_SOURCE EXTRACT_
Next, in the start control in the first embodiment, the significance of providing the inverter output stop period as shown in FIG. 15 will be described.

As described above, in the start control of the first embodiment, the first voltage is applied to the single-phase motor 12 during the first period at the time of starting the single-phase motor 12. Then, when the shunt voltage reaches the first threshold value, the application of the first voltage is stopped. By stopping the application of the first voltage, the stop position of the rotor magnetic pole can be grasped. By providing the inverter stop period in this way, it is possible to uniquely determine the stop position of the rotor magnetic pole.

In particular, when the single-phase motor 12 has a structure having an asymmetrically shaped teeth 12e, the rotor 12a is stably stopped at a position shifted in a specific direction due to the cogging torque. Therefore, the control method of the first embodiment can be suitably used for this type of motor.

If the first threshold value is too large, as shown in pattern 3 of FIG. 16, there is a possibility that the rotor position after energization will stop in a state of being shifted in the direction of reverse energization from pattern 2. If a voltage whose polarity is reversed is applied in this state, the single-phase motor 12 may rotate in the direction of reverse energization, that is, in the second direction opposite to the intended direction. Therefore, the first threshold value needs to be appropriately set so that the single-phase motor 12 does not rotate in an unintended second direction.

Further, when the first threshold value is too small, the motor applied voltage is switched in a state where the rotational torque generated by the winding 12f of the stator 12b is small. In this case, if the load torque is large, it may not be possible to give a sufficient rotational torque to the load. Therefore, the first threshold value needs to be appropriately set so that the single-phase motor 12 can give a sufficient rotational torque to the load.

As described above, according to the motor drive device according to the first embodiment, the inverter applies the first voltage to the single-phase motor during the first period at the time of starting the single-phase motor, and the first voltage is increased. In the second period after application, a second voltage in which the polarity of the first voltage is reversed is applied. Between the first period and the second period, a stop period for stopping the application of the first voltage is provided. With such control, when the single-phase motor is started without a position sensor, the single-phase motor can be started safely and surely. Further, by providing a stop section, it is possible to control the rotor magnetic pole to be located near the stable stop point. This enables stable driving even in a single-phase motor having a large cogging torque.

_DATA EXCERPT_
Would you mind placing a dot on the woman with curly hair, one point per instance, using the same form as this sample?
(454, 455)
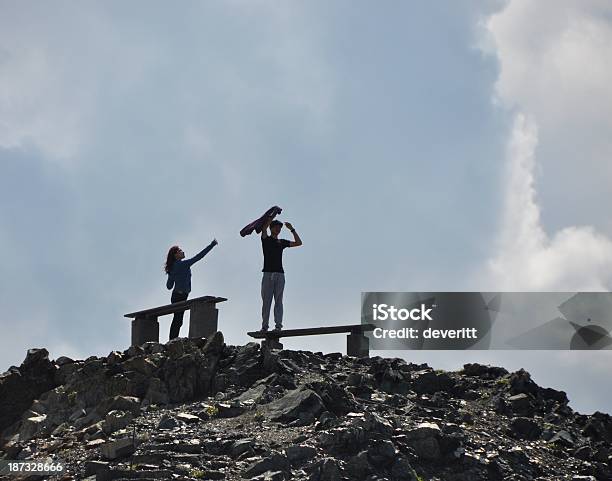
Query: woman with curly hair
(179, 277)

_YOUR TASK_
According to the motor start-control passage, what condition stops the application of the first voltage? Answer from the motor start-control passage only, not the data.

_TASK RESULT_
The shunt voltage reaching the first threshold value.